» The problem
From first line to last, give the records again word for word and omit the pictures.

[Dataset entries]
---+---

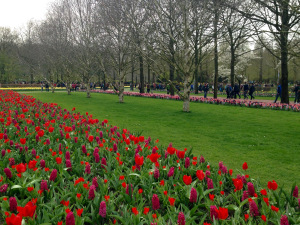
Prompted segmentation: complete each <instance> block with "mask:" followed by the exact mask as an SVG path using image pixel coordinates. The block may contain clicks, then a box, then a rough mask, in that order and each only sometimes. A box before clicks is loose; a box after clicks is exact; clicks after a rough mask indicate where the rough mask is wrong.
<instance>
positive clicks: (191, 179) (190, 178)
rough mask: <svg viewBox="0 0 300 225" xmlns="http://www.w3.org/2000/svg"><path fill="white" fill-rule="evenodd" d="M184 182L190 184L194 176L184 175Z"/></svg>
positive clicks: (183, 180) (183, 181)
mask: <svg viewBox="0 0 300 225" xmlns="http://www.w3.org/2000/svg"><path fill="white" fill-rule="evenodd" d="M183 182H184V183H185V184H186V185H190V184H191V183H192V176H187V175H184V176H183Z"/></svg>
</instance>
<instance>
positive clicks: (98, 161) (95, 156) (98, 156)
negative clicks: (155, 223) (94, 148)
mask: <svg viewBox="0 0 300 225" xmlns="http://www.w3.org/2000/svg"><path fill="white" fill-rule="evenodd" d="M94 157H95V163H98V162H100V156H99V153H95V155H94Z"/></svg>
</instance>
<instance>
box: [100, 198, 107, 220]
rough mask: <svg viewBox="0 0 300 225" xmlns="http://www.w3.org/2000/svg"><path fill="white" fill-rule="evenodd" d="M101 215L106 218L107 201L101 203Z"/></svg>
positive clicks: (101, 202)
mask: <svg viewBox="0 0 300 225" xmlns="http://www.w3.org/2000/svg"><path fill="white" fill-rule="evenodd" d="M99 215H100V216H101V217H103V218H105V217H106V203H105V201H102V202H101V203H100V208H99Z"/></svg>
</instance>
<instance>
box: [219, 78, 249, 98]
mask: <svg viewBox="0 0 300 225" xmlns="http://www.w3.org/2000/svg"><path fill="white" fill-rule="evenodd" d="M241 90H242V91H243V95H244V99H248V94H249V96H250V97H251V100H252V99H255V98H254V96H253V94H254V92H255V86H254V83H251V85H250V87H249V84H248V83H247V82H245V84H244V85H241V86H240V85H239V84H237V83H235V84H234V86H233V87H231V84H227V85H226V86H225V91H226V94H227V98H228V99H231V98H234V99H236V98H237V96H239V99H241V94H240V92H241Z"/></svg>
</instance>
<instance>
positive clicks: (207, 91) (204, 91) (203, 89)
mask: <svg viewBox="0 0 300 225" xmlns="http://www.w3.org/2000/svg"><path fill="white" fill-rule="evenodd" d="M208 91H209V86H208V83H206V84H205V86H204V87H203V92H204V98H207V92H208Z"/></svg>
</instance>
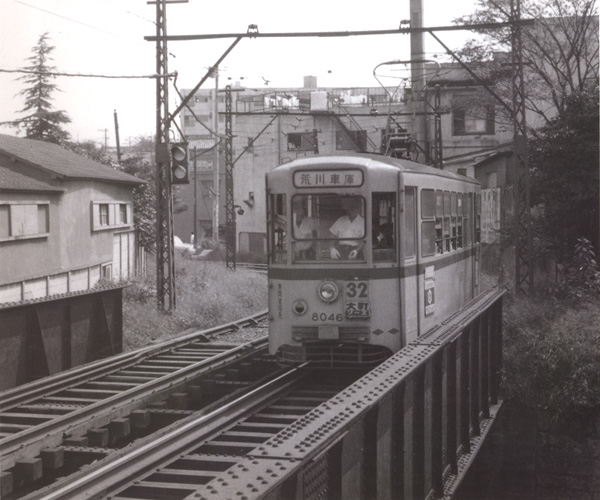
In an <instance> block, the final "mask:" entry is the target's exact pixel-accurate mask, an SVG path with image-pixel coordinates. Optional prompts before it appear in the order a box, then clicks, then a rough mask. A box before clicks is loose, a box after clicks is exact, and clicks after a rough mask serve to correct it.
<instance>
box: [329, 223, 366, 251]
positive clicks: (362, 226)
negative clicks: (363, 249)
mask: <svg viewBox="0 0 600 500" xmlns="http://www.w3.org/2000/svg"><path fill="white" fill-rule="evenodd" d="M329 231H331V233H332V234H333V235H335V236H336V237H337V238H362V237H363V236H364V235H365V219H364V218H363V217H362V215H357V216H356V217H355V218H354V220H350V217H348V216H347V215H342V216H341V217H340V218H339V219H338V220H336V221H335V222H334V223H333V226H331V227H330V228H329ZM339 243H340V245H348V246H353V247H357V246H359V245H360V241H350V240H343V241H340V242H339Z"/></svg>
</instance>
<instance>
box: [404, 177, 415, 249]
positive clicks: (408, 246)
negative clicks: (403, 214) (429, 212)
mask: <svg viewBox="0 0 600 500" xmlns="http://www.w3.org/2000/svg"><path fill="white" fill-rule="evenodd" d="M403 239H404V258H405V259H412V258H414V257H415V255H416V253H417V250H416V246H417V188H416V186H408V187H405V188H404V238H403Z"/></svg>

---+---

» Exercise result
Prompted segmentation: complete each <instance> block with "mask:" followed by the exact mask as an SVG path using image pixel coordinates. The block may contain clicks, then a box, then a rough mask, in that order and each only sometimes. A box before clicks is loose; a box after clicks is exact; clicks after a rough mask indicate where the rough mask is wrong.
<instance>
positive clicks: (191, 179) (190, 178)
rough mask: <svg viewBox="0 0 300 225" xmlns="http://www.w3.org/2000/svg"><path fill="white" fill-rule="evenodd" d="M184 182L190 184L194 176L184 175Z"/></svg>
positive clicks: (183, 180) (183, 181)
mask: <svg viewBox="0 0 300 225" xmlns="http://www.w3.org/2000/svg"><path fill="white" fill-rule="evenodd" d="M183 182H184V183H185V184H186V185H190V184H191V183H192V176H187V175H184V176H183Z"/></svg>
</instance>
<instance>
positive clicks: (98, 161) (95, 156) (98, 156)
negative clicks: (155, 223) (94, 148)
mask: <svg viewBox="0 0 300 225" xmlns="http://www.w3.org/2000/svg"><path fill="white" fill-rule="evenodd" d="M94 157H95V163H98V162H100V156H99V153H95V155H94Z"/></svg>
</instance>
<instance>
box: [100, 198, 107, 220]
rough mask: <svg viewBox="0 0 300 225" xmlns="http://www.w3.org/2000/svg"><path fill="white" fill-rule="evenodd" d="M101 215L106 218L107 201L101 203Z"/></svg>
positive clicks: (101, 202)
mask: <svg viewBox="0 0 300 225" xmlns="http://www.w3.org/2000/svg"><path fill="white" fill-rule="evenodd" d="M99 215H100V216H101V217H103V218H105V217H106V203H105V201H102V202H101V203H100V208H99Z"/></svg>
</instance>
<instance>
box: [219, 78, 249, 98]
mask: <svg viewBox="0 0 300 225" xmlns="http://www.w3.org/2000/svg"><path fill="white" fill-rule="evenodd" d="M241 90H242V91H243V95H244V99H248V94H249V96H250V97H251V100H252V99H255V98H254V96H253V94H254V92H255V86H254V83H251V85H250V87H249V84H248V83H247V82H245V84H244V85H241V86H240V85H239V84H237V83H235V84H234V86H233V87H231V84H227V85H226V86H225V91H226V94H227V98H228V99H231V98H234V99H236V98H237V96H239V99H241V94H240V92H241Z"/></svg>
</instance>
<instance>
positive clicks: (207, 91) (204, 91) (203, 89)
mask: <svg viewBox="0 0 300 225" xmlns="http://www.w3.org/2000/svg"><path fill="white" fill-rule="evenodd" d="M208 91H209V86H208V83H206V84H205V86H204V87H203V92H204V98H207V92H208Z"/></svg>
</instance>
In an <instance> block, the final "mask:" entry is the target's exact pixel-accurate mask, an SVG path with image-pixel coordinates. Optional prompts before it appear in the order a box, then clicks, then a rough mask. A box before clicks is loose, a box after clicks is exact, and clicks after a rough mask serve to correct it.
<instance>
box: [329, 223, 366, 251]
positive clicks: (362, 226)
negative clicks: (363, 249)
mask: <svg viewBox="0 0 600 500" xmlns="http://www.w3.org/2000/svg"><path fill="white" fill-rule="evenodd" d="M329 231H331V233H332V234H333V235H335V236H336V237H337V238H362V237H363V236H364V235H365V219H364V218H363V217H362V215H357V216H356V217H355V218H354V220H350V217H348V216H347V215H342V216H341V217H340V218H339V219H338V220H336V221H335V222H334V223H333V226H331V227H330V228H329ZM339 243H340V245H348V246H353V247H357V246H359V245H360V241H350V240H343V241H340V242H339Z"/></svg>
</instance>
<instance>
box: [404, 177, 415, 249]
positive clicks: (408, 246)
negative clicks: (403, 214) (429, 212)
mask: <svg viewBox="0 0 600 500" xmlns="http://www.w3.org/2000/svg"><path fill="white" fill-rule="evenodd" d="M403 239H404V258H405V259H412V258H414V257H415V255H416V253H417V250H416V246H417V188H416V186H408V187H405V188H404V238H403Z"/></svg>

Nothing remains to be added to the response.